Data supplied:
- Opening Delimiter -

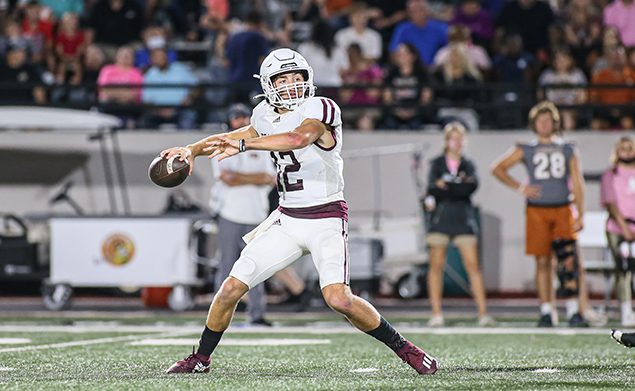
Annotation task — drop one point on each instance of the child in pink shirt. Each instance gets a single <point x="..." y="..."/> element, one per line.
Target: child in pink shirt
<point x="618" y="197"/>
<point x="121" y="72"/>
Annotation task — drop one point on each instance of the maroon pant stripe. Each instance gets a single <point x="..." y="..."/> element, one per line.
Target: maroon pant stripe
<point x="344" y="238"/>
<point x="332" y="117"/>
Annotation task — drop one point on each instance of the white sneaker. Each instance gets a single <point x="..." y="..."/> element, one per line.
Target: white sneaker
<point x="628" y="320"/>
<point x="486" y="321"/>
<point x="436" y="321"/>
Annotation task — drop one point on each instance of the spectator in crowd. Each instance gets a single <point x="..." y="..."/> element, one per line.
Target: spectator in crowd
<point x="217" y="72"/>
<point x="239" y="199"/>
<point x="366" y="72"/>
<point x="114" y="23"/>
<point x="630" y="58"/>
<point x="323" y="54"/>
<point x="457" y="79"/>
<point x="426" y="34"/>
<point x="157" y="13"/>
<point x="583" y="34"/>
<point x="469" y="13"/>
<point x="531" y="19"/>
<point x="385" y="15"/>
<point x="37" y="27"/>
<point x="164" y="73"/>
<point x="245" y="52"/>
<point x="563" y="72"/>
<point x="513" y="64"/>
<point x="154" y="37"/>
<point x="17" y="70"/>
<point x="610" y="41"/>
<point x="620" y="14"/>
<point x="215" y="19"/>
<point x="618" y="73"/>
<point x="618" y="197"/>
<point x="121" y="72"/>
<point x="92" y="62"/>
<point x="358" y="33"/>
<point x="279" y="22"/>
<point x="70" y="44"/>
<point x="451" y="182"/>
<point x="407" y="90"/>
<point x="13" y="37"/>
<point x="459" y="36"/>
<point x="337" y="12"/>
<point x="188" y="15"/>
<point x="60" y="7"/>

- Closing Delimiter -

Task brief: Your reply should restate every entry exactly, with the pictures left out.

Solution for this task:
Annotation task — drop one point on each instance of the child in pink shirt. Each instance gets a single <point x="..." y="..."/> element, one per line.
Target: child in pink shirt
<point x="618" y="197"/>
<point x="121" y="72"/>
Annotation task — drop one point on each instance of the maroon pant stripe. Each instance gets a single <point x="..." y="..."/> element, one per line.
Target: maroon pant stripe
<point x="344" y="238"/>
<point x="332" y="117"/>
Annotation task — drop one point on each instance of the white sneaker. Each instance gets a single <point x="..." y="..."/> element, one per line.
Target: white sneaker
<point x="628" y="320"/>
<point x="486" y="321"/>
<point x="436" y="321"/>
Annotation task — drop one point on each instance of the spectator in crowd. Each instance gets a single <point x="..." y="..."/> element, one per line.
Target: spectator in crowd
<point x="217" y="72"/>
<point x="239" y="199"/>
<point x="366" y="72"/>
<point x="114" y="23"/>
<point x="630" y="58"/>
<point x="323" y="54"/>
<point x="457" y="79"/>
<point x="426" y="34"/>
<point x="157" y="13"/>
<point x="583" y="34"/>
<point x="469" y="13"/>
<point x="531" y="19"/>
<point x="385" y="15"/>
<point x="37" y="27"/>
<point x="164" y="73"/>
<point x="245" y="52"/>
<point x="563" y="72"/>
<point x="513" y="64"/>
<point x="154" y="37"/>
<point x="17" y="70"/>
<point x="610" y="41"/>
<point x="620" y="14"/>
<point x="215" y="19"/>
<point x="618" y="73"/>
<point x="618" y="197"/>
<point x="121" y="72"/>
<point x="92" y="62"/>
<point x="358" y="33"/>
<point x="279" y="22"/>
<point x="70" y="44"/>
<point x="451" y="182"/>
<point x="407" y="90"/>
<point x="13" y="37"/>
<point x="459" y="36"/>
<point x="337" y="12"/>
<point x="188" y="15"/>
<point x="60" y="7"/>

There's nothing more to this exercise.